TASK STATEMENT = Make an exact copy of the entries below.

BEGIN DATA LISTING

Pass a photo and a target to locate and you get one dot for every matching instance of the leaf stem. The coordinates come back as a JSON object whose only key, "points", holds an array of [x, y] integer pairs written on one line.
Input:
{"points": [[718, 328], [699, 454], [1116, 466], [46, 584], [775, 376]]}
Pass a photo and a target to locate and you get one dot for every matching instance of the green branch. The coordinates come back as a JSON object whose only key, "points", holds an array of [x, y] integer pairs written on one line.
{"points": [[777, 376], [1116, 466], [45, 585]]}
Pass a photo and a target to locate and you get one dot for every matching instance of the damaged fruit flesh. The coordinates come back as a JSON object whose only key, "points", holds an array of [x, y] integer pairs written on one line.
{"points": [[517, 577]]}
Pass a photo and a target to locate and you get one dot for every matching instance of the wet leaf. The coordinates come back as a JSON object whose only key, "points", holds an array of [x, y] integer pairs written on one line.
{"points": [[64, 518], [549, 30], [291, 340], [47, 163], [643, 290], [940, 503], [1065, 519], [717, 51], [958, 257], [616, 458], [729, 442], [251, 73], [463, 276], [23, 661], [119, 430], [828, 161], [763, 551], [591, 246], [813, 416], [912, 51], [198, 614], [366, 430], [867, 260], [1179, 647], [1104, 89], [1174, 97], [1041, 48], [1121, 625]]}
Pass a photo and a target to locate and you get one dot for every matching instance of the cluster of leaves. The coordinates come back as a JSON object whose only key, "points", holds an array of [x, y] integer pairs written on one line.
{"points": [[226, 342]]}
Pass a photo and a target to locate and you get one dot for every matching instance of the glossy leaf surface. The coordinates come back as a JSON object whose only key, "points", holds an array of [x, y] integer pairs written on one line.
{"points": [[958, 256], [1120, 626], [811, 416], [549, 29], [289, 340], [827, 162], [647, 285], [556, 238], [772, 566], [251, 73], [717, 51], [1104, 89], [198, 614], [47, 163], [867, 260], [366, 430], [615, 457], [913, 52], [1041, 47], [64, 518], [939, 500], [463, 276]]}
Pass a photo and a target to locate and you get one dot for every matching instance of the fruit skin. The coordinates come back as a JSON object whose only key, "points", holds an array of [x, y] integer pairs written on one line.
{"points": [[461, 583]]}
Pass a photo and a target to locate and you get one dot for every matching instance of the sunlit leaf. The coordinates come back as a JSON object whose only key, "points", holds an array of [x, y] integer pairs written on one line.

END DATA LISTING

WRITTEN RESPONSE =
Pass a photo and a target to locate and you get one dot for every matching instance of the leaf stem. The coordinates come back as a JSON object whose only key, "points", holds an array of [x, y] integer pairs written on one line.
Input:
{"points": [[718, 328], [699, 454], [1116, 466], [46, 584], [775, 376]]}
Pass a photo and a target to locate and you get one dot for every matching instance of the green branch. The coordinates come back as a JSON object whose only key, "points", holds an array of [x, y] integer pairs written on one line.
{"points": [[777, 376], [1116, 466], [45, 585]]}
Pass a photo and a target to locate and you get one dot for every matching instance of the damaged fruit flesh. The coordinates come back as a JSON object whose only key, "points", holds an array of [x, y] integer pairs written on one line.
{"points": [[517, 577]]}
Pass a photo and a target to locate and you get one dot for every matching instance of the wet leaf. The coordinates come back as a JSON object whose only key, "points", holds an array of [x, y] integer pairs written on one line.
{"points": [[64, 518], [549, 30], [291, 340], [47, 163], [643, 290], [940, 503], [1065, 519], [717, 51], [958, 257], [616, 458], [729, 442], [251, 73], [463, 276], [23, 661], [119, 430], [828, 161], [763, 551], [591, 246], [813, 416], [912, 51], [198, 614], [366, 430], [867, 260], [1179, 647], [1104, 89], [1174, 97], [1041, 48], [1121, 625]]}
Pass a photo and a target to locate and you get one dot for every matching instance of the cluster of leaves. The coordinates come back as a JSON object whose only key, "points", holds an array of [x, y] integer pairs written on one line.
{"points": [[226, 342]]}
Pass a photo and a target to locate and you get one dot for every matching instance of the glossy leaf surface. The coordinates come back as a JSON object whose only key, "points", holds an array of [x, y] integer pairs written on one line.
{"points": [[958, 256], [1120, 626], [811, 416], [549, 29], [289, 340], [827, 162], [647, 285], [556, 238], [772, 566], [251, 73], [717, 51], [1104, 89], [198, 614], [47, 163], [867, 260], [366, 430], [615, 457], [913, 52], [1041, 47], [64, 518], [939, 500], [463, 276]]}
Pass a photo and a target to locate and you get one dot for every matching instance of the fruit skin. The coordinates come back as a JSON object whose only key, "points", holds an array of [x, y] integer pairs written on one line.
{"points": [[461, 583]]}
Pass a photo and a target to locate and you get one dot for every matching instance of the sunlit leaf. The coordinates come back as a JSON object whose only key, "points", holds an array of [x, y] integer pairs written on one line.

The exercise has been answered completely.